## Stated goal:
Reproduce the portion of the Harry Ramsay article below, word for word, from "Harry has been" to "on the show.".

Harry Ramsay is a fictional character from the Australian soap opera Neighbours, played by Will Moore. The character made his first screen appearance on 18 May 2009. Harry departed on 11 June 2010 after accepting a Basketball scholarship in Sydney.

Harry has been portrayed as having a unique persona, being a loner refusing to accept help from others and rebelling against those around him. The character has been involved in storylines including being orphaned, plots involving the Department of Human Services and his subsequent time in foster care. Moore revealed that some viewers became angry at some of the things Harry did during his time on the show.

Creation and casting
In February 2009, it was announced that Neighbours producers were introducing a new generation of the Ramsay family to the show, more than a decade after the family had last appeared. Executive producer Susan Bower said the introduction of the new characters was based on the American drama series Party of Five. She added "We have three orphans, basically. That, as you can imagine, has a tremendous amount of story material with it and they're fabulous! Wait until you see this cast. They just clicked". Bower introduced the new characters despite the show receiving criticism because they did not have a nuclear or a "normal" family. Bower said that where she lives, in the suburbs, "there's not a lot of your mum, dad and two kids". Actress Ashleigh Brewer was cast as older sister Kate Ramsay. It was after this Will Moore was cast as Harry, and Kaiya Jones was cast as Sophie Ramsay, completing the family unit. Speaking of his character being part of the Ramsay family Moore said "At first I thought "Oh my God, am I supposed to do something special?" Everyone said "Your character's Harry Ramsay? Like Ramsay Street?" So I have those connections, but I got used to playing it after a while. It's pretty cool to be playing a part that has so much history and it's cool that we're related to so many of the original characters – Anne Robinson and Max Ramsay had an affair and had our mum."

## Data excerpts:
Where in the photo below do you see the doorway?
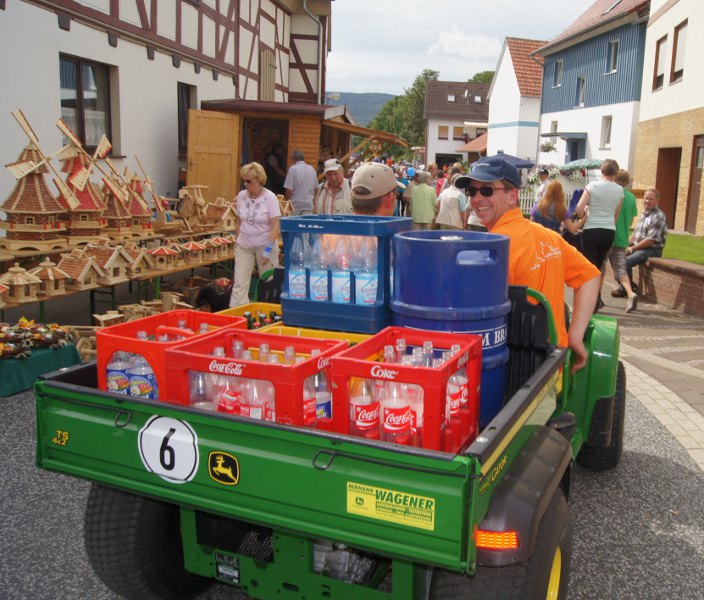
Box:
[655,148,682,228]
[684,135,704,233]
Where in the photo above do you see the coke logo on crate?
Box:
[369,365,398,379]
[208,360,244,375]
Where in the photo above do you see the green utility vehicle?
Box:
[36,288,625,600]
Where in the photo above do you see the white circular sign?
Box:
[138,415,198,483]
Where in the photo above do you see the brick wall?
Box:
[632,108,704,235]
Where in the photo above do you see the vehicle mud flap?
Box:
[477,427,572,567]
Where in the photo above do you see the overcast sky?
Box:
[326,0,594,95]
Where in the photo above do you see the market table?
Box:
[0,344,81,396]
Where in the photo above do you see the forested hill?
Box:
[327,92,394,126]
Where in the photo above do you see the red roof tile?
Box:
[506,38,547,98]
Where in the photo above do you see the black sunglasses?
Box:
[467,185,506,198]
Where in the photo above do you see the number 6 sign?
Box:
[138,415,198,483]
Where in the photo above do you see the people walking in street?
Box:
[455,155,599,370]
[602,169,638,312]
[230,163,281,307]
[284,150,318,216]
[410,171,437,231]
[575,158,623,312]
[315,158,352,215]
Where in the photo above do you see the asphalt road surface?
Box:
[0,392,704,600]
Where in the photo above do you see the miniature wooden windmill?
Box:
[0,110,73,251]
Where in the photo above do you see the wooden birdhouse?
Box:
[85,238,132,286]
[179,240,205,265]
[57,150,108,244]
[0,263,42,304]
[147,246,179,271]
[0,142,66,251]
[56,248,105,290]
[123,242,154,278]
[30,258,68,296]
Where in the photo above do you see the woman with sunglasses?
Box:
[230,162,281,307]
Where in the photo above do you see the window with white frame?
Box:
[552,59,564,87]
[59,54,112,152]
[653,35,667,90]
[670,19,687,83]
[575,77,587,106]
[599,115,613,148]
[606,40,620,73]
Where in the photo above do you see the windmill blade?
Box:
[11,108,39,146]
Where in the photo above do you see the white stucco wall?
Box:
[538,102,639,171]
[0,0,236,214]
[640,0,704,121]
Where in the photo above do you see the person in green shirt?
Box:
[410,171,438,231]
[609,169,638,313]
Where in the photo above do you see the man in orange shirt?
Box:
[455,155,600,372]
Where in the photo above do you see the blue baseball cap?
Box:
[455,154,521,189]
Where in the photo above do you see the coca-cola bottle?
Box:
[381,381,411,445]
[350,377,379,439]
[296,356,316,427]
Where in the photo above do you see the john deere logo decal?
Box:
[208,452,240,485]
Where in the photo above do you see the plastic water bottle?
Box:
[310,236,328,302]
[381,381,411,444]
[288,235,306,299]
[350,377,379,439]
[296,356,316,427]
[105,351,131,395]
[354,236,379,305]
[310,348,332,419]
[188,371,209,410]
[129,331,159,400]
[332,235,352,304]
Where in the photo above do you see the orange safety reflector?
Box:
[476,529,518,550]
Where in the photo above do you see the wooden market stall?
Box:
[186,100,408,200]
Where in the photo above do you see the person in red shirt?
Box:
[455,155,600,372]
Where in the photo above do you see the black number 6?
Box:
[159,427,176,471]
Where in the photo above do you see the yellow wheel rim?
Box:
[546,546,562,600]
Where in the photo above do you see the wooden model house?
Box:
[57,152,108,244]
[0,263,42,304]
[56,248,105,290]
[0,142,66,251]
[30,258,68,296]
[147,246,179,271]
[123,242,154,278]
[85,238,132,285]
[180,240,205,264]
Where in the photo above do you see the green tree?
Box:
[469,71,494,83]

## Response to this exercise:
Harry has been portrayed as having a unique persona, being a loner refusing to accept help from others and rebelling against those around him. The character has been involved in storylines including being orphaned, plots involving the Department of Human Services and his subsequent time in foster care. Moore revealed that some viewers became angry at some of the things Harry did during his time on the show.